**Set task:** Your task is to print all of the data word for word.

........

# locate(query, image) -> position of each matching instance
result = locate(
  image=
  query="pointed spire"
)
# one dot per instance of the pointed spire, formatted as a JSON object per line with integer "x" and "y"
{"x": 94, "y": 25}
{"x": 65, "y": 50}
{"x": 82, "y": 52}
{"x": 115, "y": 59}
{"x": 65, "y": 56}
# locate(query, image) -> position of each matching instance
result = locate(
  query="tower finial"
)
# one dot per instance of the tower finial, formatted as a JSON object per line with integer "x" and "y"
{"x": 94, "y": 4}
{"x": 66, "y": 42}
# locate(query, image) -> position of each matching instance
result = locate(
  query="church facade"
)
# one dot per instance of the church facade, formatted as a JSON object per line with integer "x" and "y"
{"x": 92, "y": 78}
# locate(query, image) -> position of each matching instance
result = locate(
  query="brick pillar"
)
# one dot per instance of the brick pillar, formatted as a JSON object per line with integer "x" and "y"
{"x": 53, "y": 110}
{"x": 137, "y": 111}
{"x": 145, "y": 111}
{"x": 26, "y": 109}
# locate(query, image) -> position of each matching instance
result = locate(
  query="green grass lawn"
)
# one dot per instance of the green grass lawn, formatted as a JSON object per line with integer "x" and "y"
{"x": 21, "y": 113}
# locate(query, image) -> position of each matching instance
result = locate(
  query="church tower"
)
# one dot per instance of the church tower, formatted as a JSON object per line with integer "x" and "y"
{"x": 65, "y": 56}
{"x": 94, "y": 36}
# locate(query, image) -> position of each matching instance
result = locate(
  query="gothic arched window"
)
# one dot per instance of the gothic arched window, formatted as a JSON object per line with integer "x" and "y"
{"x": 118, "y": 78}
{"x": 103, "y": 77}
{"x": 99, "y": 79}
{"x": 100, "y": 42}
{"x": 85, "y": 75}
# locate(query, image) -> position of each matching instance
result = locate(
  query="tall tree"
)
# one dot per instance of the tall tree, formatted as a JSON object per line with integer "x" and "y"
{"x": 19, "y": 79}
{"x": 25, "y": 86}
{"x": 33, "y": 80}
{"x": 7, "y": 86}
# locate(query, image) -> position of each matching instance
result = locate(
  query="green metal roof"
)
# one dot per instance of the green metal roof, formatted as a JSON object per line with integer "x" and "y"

........

**Exercise response:**
# locate(query, image) -> position of each matching instance
result = locate(
  image=
  query="pointed spire"
)
# one dot per instance of the pointed spire, formatted as a JSON object per line with integer "x" and "y"
{"x": 94, "y": 25}
{"x": 65, "y": 50}
{"x": 82, "y": 52}
{"x": 115, "y": 59}
{"x": 65, "y": 56}
# locate(query, image) -> position of each matching instance
result = locate(
  query="tower finial"
)
# one dot per instance of the tower finial, formatted as a JSON object per line with integer "x" and "y"
{"x": 94, "y": 4}
{"x": 66, "y": 42}
# locate(query, image) -> position of each matching instance
result = locate(
  query="church facade"
)
# one dot per instance of the church facade, formatted as a JSON object per line with integer "x" and "y"
{"x": 92, "y": 78}
# locate(query, image) -> position of each matching instance
result = locate(
  query="brick pillar"
)
# one dot per instance of the brick pillar, formatted as a JSON object per line with integer "x" and "y"
{"x": 53, "y": 110}
{"x": 137, "y": 111}
{"x": 145, "y": 111}
{"x": 26, "y": 109}
# locate(query, image) -> position of each matching instance
result = locate(
  query="green grass lawn"
)
# one dot per instance of the green grass lawn, formatted as a JSON object per line with integer "x" and "y"
{"x": 21, "y": 113}
# locate(query, image) -> position of each matching instance
result = locate(
  query="church tower"
)
# one dot per instance of the church tower, formatted as a JSON object per line with integer "x" and "y"
{"x": 65, "y": 56}
{"x": 94, "y": 36}
# locate(query, image) -> position of each matching instance
result = locate(
  query="gothic arched window"
)
# one dot per instance of the gothic arched window, formatted as a JSON object per line with integer "x" and "y"
{"x": 118, "y": 78}
{"x": 103, "y": 77}
{"x": 99, "y": 79}
{"x": 100, "y": 42}
{"x": 85, "y": 75}
# locate(query, image) -> position of each matching instance
result = locate(
  query="tall tree"
)
# one dot per instance of the tall tree, formatted as a JSON object per line with integer "x" and "y"
{"x": 19, "y": 79}
{"x": 25, "y": 86}
{"x": 33, "y": 80}
{"x": 7, "y": 86}
# locate(query, image) -> position of each matching instance
result = locate(
  query="green metal roof"
)
# one dot per instance of the green metal roof, formatted as a JSON object per line with integer "x" and "y"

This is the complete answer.